▸ Explore the material
1/ In the text on breast lumps during pregnancy, when does a woman's risk of getting breast cancer during pregnancy especially decrease?
2/ Explain why, according to the text on breast lumps during pregnancy, finding a breast lump during pregnancy can be extremely alarming.
3/ Translate this sentence from the text on breast lumps during pregnancy into Spanish: "These lumps generally disappear over the course of a few days."

▸ Text under study
# # # # # # #
Moms-to-be experience a lot of physical changes as the body goes into overdrive to accommodate a developing baby. Have you had lumps in breast during pregnancy? First, let's better understand lumps.
Most notably, the breasts will undergo a series of transitions as they expand to produce colostrum – also known as “liquid gold” for baby’s first meal – if you choose this route that is.
Finding a breast lump during pregnancy can be extremely alarming due to concerns about breast cancer. As women, we’re told to look out for drastic changes, particularly hard lumps as these may be a sign of the disease. The good news is that lumps in the breast during pregnancy are extremely common. But you should also take caution. In this article, we’ll explore the causes of breast lumps in pregnancy and when to see a doctor.
According to the American Cancer Society, getting breast cancer during pregnancy is the exception, not the norm. Your risk especially decreases if you’re less than 35-years-old.
Due to hormonal changes during pregnancy, your breasts may feel clumpy, dense, and firm. During the second and third trimester, the lumpy and clumpy texture may be the result of blocked or enlarged milk ducts.
Clogged milk ducts cause firm lumps that may be red and painful to touch. These lumps generally disappear over the course of a few days. If it doesn’t, don’t panic. It may simply mean that the milk ducts are infected. To be safe, your doctor will complete a physical examination or run a few tests to calm your fears.
# # # # # # #
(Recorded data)

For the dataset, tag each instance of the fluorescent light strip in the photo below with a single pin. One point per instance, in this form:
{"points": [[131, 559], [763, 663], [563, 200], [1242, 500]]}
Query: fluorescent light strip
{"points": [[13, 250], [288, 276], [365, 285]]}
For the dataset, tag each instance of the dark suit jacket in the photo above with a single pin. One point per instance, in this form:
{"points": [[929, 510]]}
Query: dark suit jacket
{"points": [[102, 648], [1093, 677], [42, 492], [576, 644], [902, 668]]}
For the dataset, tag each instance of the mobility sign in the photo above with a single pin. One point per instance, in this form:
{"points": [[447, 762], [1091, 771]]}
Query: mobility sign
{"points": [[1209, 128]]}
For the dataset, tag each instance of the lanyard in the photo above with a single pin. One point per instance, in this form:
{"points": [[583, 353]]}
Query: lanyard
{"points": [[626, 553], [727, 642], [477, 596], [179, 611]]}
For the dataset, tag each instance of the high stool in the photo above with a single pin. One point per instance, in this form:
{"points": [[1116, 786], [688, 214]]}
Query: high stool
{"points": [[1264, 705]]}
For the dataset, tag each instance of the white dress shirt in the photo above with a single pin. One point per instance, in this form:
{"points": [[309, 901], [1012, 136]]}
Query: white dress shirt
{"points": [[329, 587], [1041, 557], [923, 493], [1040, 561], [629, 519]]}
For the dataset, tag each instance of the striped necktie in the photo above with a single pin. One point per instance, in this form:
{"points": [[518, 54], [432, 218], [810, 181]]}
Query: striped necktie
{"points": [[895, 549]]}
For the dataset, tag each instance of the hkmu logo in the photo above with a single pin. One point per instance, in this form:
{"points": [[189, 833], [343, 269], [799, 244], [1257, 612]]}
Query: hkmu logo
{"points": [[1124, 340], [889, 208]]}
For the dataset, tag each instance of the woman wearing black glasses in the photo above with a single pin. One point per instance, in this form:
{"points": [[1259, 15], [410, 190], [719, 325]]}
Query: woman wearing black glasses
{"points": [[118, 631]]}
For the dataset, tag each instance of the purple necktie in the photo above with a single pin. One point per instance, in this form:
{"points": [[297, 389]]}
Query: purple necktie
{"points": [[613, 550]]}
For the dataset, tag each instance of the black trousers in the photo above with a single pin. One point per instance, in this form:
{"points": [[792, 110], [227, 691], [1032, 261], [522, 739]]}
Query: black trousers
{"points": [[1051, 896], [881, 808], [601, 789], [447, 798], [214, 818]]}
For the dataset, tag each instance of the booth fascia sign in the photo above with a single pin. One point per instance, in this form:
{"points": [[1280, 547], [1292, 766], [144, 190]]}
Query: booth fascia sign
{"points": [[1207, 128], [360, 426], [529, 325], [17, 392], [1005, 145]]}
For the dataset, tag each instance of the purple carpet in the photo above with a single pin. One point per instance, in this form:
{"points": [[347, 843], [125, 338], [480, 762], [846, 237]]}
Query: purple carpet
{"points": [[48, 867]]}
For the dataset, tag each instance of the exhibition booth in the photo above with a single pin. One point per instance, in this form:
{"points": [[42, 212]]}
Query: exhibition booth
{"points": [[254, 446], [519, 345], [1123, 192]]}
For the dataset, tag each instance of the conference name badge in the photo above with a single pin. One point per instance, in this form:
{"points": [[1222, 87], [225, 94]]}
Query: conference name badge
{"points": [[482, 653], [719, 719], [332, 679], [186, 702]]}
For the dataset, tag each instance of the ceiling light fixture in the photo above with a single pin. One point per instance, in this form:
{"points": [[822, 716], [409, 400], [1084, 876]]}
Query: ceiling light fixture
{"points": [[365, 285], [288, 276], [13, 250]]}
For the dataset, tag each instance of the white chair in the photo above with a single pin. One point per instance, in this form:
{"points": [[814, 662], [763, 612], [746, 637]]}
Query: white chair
# # # # # # #
▸ Solved tasks
1/ When she is less than 35 years old.

2/ Finding a breast lump is alarming because of concerns about breast cancer. Women are told to look out for drastic changes, especially hard lumps, since these may be a sign of the disease.

3/ Estos bultos generalmente desaparecen en el transcurso de unos pocos días.